BEGIN RECORDS TO PROCESS

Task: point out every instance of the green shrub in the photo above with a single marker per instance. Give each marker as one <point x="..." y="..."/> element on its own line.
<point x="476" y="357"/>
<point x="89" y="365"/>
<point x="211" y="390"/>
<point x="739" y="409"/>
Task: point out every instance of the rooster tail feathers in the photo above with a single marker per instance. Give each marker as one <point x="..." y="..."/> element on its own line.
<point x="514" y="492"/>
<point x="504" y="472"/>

END RECORDS TO PROCESS
BEGIN RECORDS TO PROCESS

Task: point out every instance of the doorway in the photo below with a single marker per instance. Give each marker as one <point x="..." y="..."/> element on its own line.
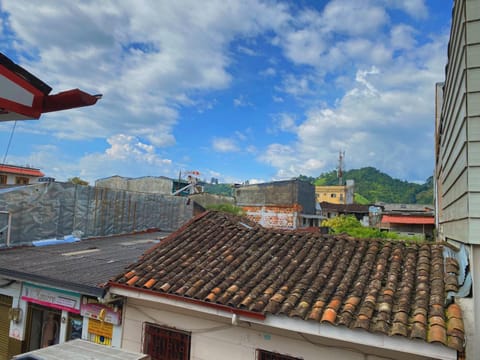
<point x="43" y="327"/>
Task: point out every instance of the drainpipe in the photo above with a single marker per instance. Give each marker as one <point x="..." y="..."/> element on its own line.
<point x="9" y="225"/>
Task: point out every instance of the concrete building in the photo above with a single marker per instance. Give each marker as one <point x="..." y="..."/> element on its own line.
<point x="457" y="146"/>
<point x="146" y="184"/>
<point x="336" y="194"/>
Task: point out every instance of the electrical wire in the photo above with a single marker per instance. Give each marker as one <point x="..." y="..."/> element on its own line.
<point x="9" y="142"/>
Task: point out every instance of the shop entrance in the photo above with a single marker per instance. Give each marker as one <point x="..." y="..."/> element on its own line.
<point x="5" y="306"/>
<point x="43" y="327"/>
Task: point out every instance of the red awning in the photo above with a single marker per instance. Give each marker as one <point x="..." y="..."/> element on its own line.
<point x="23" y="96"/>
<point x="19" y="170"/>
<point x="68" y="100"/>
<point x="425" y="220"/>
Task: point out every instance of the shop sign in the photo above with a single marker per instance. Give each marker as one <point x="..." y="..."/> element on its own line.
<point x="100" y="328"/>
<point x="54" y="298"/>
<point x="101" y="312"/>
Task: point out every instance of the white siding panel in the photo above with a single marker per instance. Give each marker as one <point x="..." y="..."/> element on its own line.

END RECORDS TO PROCESS
BEGIN RECORDS TO PROCESS

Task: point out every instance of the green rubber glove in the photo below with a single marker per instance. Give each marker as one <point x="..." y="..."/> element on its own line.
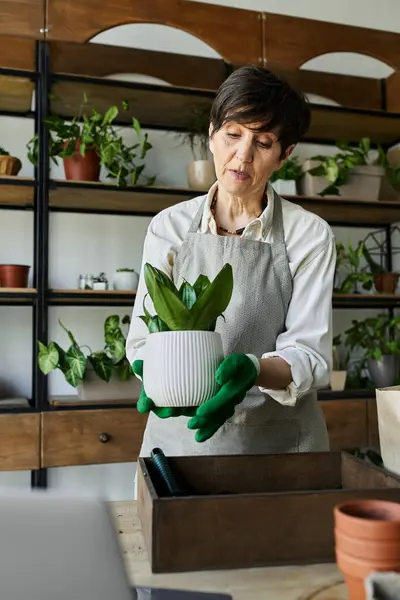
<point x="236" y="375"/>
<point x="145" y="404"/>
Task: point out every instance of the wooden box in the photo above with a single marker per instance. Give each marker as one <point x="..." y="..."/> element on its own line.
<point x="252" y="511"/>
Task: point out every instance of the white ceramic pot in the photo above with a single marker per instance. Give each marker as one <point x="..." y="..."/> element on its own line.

END RECORDS TO PROCESS

*EXERCISE*
Print, from the entries above, the line with "Task: point out every instance of the shop sign", the line with "Task: point out every instance of the white siding" and all lines between them, exactly and with nothing else.

*WORKED SOLUTION*
Task: point out every instance of the shop sign in the photo above with a single marker per instance. Give each marker as one <point x="..." y="..."/> element on its own line.
<point x="100" y="328"/>
<point x="54" y="298"/>
<point x="101" y="312"/>
Task: point out every instance of the white siding panel in the photo above with a single marker per instance. Give each marker as one <point x="..." y="..."/> element on its own line.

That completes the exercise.